**EXCERPT TO READ**
-- START --
When one is no more fun – another tip on changing trustees **

View blog When one is no more fun – another tip on changing trustees by Matthew Burgess

As highlighted in previous posts, there are a myriad of issues that should be taken into account in relation to any decision to change the trustee of a trust (see for example - Changing trustees of trusts – Simple in theory … not so simple in practice).

One critical issue under the Trusts Acts in most states is the rule that where there are two or more individual trustees appointed initially of a trust, the retiring trustees will continue to be liable unless replaced by:
  1. at least two individual trustees; or 
  2. a ‘trustee corporation’. 
For the purposes of these rules the ‘trustee corporation’ must be a formal trustee company, as opposed to a private propriety company.

Importantly, the trust instrument may override these rules and allow trustees to be discharged, even when replaced by a single trustee.
-- END --
**SHORT TASK A**
According to the post on changing trustees, which replacements can release retiring trustees from liability? List every one it gives.
**SHORT TASK B**
Using the post on changing trustees, explain how retiring trustees can be discharged even when only one trustee replaces them.
**SHORT TASK C**
Continue the post on changing trustees from its last sentence.
The data after this point has no connection to the post on changing trustees.

**SUPPLIED DATA**
-- START --
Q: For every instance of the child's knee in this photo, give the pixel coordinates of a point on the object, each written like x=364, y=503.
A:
-- END --
**WRITTEN ANSWER A**
- At least two individual trustees
- A trustee corporation, meaning a formal trustee company rather than a private company
- A single trustee, where the trust instrument overrides the rules and allows the discharge

**WRITTEN ANSWER B**
The trust instrument may override the Trusts Acts rules. It can allow trustees to be discharged even when a single trustee replaces them.

**WRITTEN ANSWER C**
Often however trustees will be changed without the required permission in the trust instrument, completely ignorant of the Trust Acts rules, meaning the retiring trustees unknowingly continue to be liable.

For obvious reasons we therefore generally recommend an amendment to any trust deed that does not expressly override the Trusts Acts requirement, however this is approach is also subject to the standard mantra ‘read the deed’ as often deeds will not in fact permit this type of variation.

In situations where a variation is not permitted, one work around that helps in some (but unfortunately not all) states is to appoint (say) one individual trustee and a propriety company of which the individual trustee is the sole shareholder and director.